**Consigne 1**
Relevez, dans les entrées ci-dessous, chaque ligne où figure le mot « flame ».

**Extrait du document**
+++
La communion est-elle négligée dans les églises ?
Question :
pourrais-tu écouter cette vidéo de Francis Chan sur la communion, et me dire ce que tu en penses ? En particulier pourrais tu me dire ce que tu penses de son interprétation de 1Corinthiens 11,30 ?
Franck
The Importance of Communion 2020 - Francis Chan
Éléments de réponse :
Intéressant, et beaucoup de choses à dire !
J’ai beaucoup d’estime pour Francis Chan. Sa recherche du christianisme juste et biblique force le respect (et forcer le mien est un exploit !). Et même si mon approche de l’évangile est plus analytique que la sienne (qui est plus émotionnelle et littérale que la mienne - c'est un évangéliste !) je retrouve souvent mes conclusions dans les siennes (ou inversement ! peu importe d’ailleurs).
Évidemment il y a beaucoup de vrai dans tout ce qu’il dit. Et sa manière de parler est très inspirante : il semble vivre ce qu’il dit.
J’aime en particulier ici ses points sur :
- le corps au centre,
- ce n’est pas de moi qu’il s’agit mais de nous (collectif),
- reconnaître le corps,
- reconnaître que je suis une partie importante du corps (ce qui en passant doit être au centre de notre réflexion sur la marche de l’église)
- être « devoted » (Actes 2,42 - προσκαρτεροῦντες, français : assidus, dévoués, constants, attentifs, persévérants, courageux, empressés).
- se joindre à la louange des cieux (et donc aussi des chrétiens disparus),
- remettre le corps au centre (même si les arguments utilisés pour justifier cette idée sont de piètre qualité - voir ci-dessous)
J’aime bien cette idée aussi que si il y a des factions dans l’église, c’est probablement parce qu’il y avait une multitude de leaders influents, mais que cela prouve que l’expression était assez libre dans l’église et donc que le corps (de l’église) était au centre.
Francis (si je le rencontrais je le tutoierais - bien qu'en anglais il n'y ait pas de tutoiement) s'appuie sur une interprétation littérale de la Bible qui conduit à prendre au sérieux la communion, mais malheureusement c’est son seul argument pour dire que le pain et le vin sont « somehow and in some real way » le corps et le sang de Jésus. Ça me rappelle trop ce qu’on me disait étant petit : « tu dois croire et ne pas poser de questions ». Je ne suis pas contre l’interprétation littérale en soi (même si je n’y souscrit pas) mais contre l’argument d’autorité qu’on en tire trop souvent sous prétexte de « mystère ».
+++
**Consigne 2**
Dans l'extrait sur la communion, quel verset des Actes accompagne le mot « devoted » ?
+++
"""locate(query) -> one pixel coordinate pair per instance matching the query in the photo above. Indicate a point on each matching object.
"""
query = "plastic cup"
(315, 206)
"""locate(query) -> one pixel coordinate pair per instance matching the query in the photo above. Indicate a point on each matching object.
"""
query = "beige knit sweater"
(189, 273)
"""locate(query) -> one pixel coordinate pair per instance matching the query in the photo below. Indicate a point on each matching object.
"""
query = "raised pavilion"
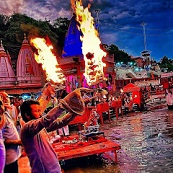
(72, 61)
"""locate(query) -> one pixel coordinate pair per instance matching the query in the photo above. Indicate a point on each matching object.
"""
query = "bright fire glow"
(48, 60)
(91, 50)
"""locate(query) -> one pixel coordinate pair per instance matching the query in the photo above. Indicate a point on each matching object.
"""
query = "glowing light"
(48, 60)
(91, 50)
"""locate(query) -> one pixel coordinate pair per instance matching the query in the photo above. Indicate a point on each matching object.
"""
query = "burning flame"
(92, 52)
(48, 60)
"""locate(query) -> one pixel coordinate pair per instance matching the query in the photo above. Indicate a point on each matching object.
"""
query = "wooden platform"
(87, 148)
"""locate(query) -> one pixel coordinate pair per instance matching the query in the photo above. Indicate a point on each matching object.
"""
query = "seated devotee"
(42, 157)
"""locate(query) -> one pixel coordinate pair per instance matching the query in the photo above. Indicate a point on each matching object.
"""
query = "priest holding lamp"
(34, 132)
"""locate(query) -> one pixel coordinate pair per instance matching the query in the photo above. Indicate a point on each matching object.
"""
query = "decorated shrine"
(73, 63)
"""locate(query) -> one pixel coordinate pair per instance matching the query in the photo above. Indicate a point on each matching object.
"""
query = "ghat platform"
(68, 150)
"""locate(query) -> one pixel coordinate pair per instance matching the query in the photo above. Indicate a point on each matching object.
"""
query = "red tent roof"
(131, 88)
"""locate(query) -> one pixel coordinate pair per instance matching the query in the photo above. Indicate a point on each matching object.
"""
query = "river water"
(146, 140)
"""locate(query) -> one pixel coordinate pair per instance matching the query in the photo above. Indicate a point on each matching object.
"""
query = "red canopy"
(131, 88)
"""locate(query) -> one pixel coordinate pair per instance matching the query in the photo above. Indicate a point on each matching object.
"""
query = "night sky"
(119, 21)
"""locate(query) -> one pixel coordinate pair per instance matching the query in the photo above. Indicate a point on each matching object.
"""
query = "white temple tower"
(28, 70)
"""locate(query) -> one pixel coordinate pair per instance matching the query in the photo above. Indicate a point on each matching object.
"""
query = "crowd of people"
(28, 125)
(36, 123)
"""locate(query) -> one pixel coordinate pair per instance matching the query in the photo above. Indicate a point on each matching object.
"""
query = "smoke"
(8, 7)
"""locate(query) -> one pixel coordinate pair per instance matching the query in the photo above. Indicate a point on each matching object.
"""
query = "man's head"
(30, 109)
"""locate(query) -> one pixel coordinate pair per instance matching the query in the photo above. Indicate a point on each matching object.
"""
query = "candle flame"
(91, 50)
(48, 60)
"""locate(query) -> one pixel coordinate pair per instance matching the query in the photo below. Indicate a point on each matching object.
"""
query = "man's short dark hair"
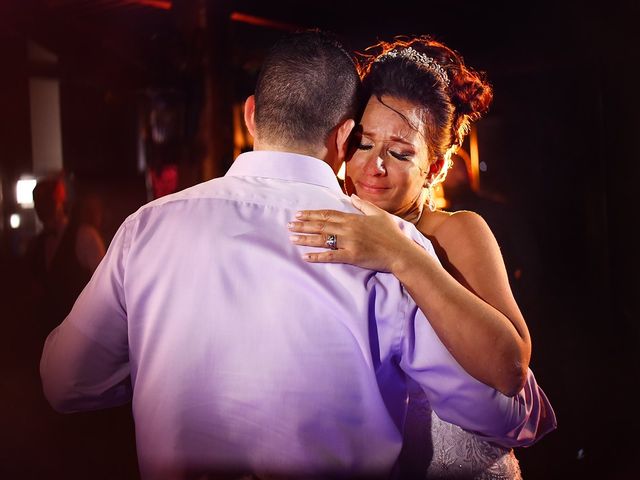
(308, 85)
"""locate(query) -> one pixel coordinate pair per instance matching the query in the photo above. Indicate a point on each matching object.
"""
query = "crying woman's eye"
(401, 156)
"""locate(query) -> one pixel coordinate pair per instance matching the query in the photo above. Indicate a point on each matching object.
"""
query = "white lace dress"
(435, 449)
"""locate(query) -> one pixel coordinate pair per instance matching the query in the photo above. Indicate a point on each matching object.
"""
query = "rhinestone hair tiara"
(419, 58)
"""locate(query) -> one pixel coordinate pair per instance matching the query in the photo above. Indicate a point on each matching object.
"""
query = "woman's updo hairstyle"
(428, 73)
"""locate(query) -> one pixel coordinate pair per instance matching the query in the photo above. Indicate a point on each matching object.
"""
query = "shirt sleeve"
(85, 360)
(458, 398)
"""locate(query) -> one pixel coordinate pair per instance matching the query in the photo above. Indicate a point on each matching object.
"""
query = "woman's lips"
(374, 189)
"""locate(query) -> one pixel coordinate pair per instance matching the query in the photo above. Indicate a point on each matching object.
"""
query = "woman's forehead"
(392, 119)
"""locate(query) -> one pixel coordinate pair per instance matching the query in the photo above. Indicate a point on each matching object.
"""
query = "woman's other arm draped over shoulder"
(469, 303)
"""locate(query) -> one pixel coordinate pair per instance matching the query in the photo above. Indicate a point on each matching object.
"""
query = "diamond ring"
(332, 241)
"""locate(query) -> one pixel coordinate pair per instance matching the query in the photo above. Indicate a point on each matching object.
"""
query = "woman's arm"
(478, 320)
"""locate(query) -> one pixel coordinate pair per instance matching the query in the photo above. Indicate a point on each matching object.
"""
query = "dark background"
(560, 144)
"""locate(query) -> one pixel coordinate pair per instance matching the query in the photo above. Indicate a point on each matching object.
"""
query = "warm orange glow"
(262, 22)
(475, 159)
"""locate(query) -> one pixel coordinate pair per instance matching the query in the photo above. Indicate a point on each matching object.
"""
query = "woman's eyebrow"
(393, 138)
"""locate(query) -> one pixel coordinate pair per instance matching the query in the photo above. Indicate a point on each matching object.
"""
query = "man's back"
(242, 355)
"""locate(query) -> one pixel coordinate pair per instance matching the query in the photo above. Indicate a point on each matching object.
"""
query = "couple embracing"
(266, 325)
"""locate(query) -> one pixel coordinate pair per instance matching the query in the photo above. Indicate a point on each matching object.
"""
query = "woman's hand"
(372, 240)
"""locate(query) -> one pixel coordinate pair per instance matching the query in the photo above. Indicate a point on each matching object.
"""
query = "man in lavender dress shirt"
(238, 356)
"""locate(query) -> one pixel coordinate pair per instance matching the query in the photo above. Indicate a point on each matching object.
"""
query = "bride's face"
(389, 166)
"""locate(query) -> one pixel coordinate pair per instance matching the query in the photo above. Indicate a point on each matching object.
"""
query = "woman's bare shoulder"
(456, 229)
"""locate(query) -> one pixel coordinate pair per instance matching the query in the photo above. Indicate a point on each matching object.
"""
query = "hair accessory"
(419, 58)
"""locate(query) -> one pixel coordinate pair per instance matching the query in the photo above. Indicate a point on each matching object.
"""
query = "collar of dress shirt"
(285, 166)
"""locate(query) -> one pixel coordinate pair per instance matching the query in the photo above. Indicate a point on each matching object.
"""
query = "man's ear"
(249, 115)
(343, 138)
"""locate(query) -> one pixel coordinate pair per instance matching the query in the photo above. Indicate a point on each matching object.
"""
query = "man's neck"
(321, 154)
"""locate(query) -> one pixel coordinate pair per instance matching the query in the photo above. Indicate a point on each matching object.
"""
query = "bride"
(422, 99)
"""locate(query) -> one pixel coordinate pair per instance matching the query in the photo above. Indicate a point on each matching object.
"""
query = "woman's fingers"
(311, 240)
(315, 227)
(333, 216)
(330, 256)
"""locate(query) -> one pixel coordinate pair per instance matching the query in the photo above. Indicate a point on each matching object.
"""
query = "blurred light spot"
(14, 221)
(24, 191)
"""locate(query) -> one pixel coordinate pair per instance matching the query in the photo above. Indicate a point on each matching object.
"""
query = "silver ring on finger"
(332, 241)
+++
**Résultat final 1**
query = "burning flame"
query = "candle flame"

**Résultat final 2**
Actes 2,42.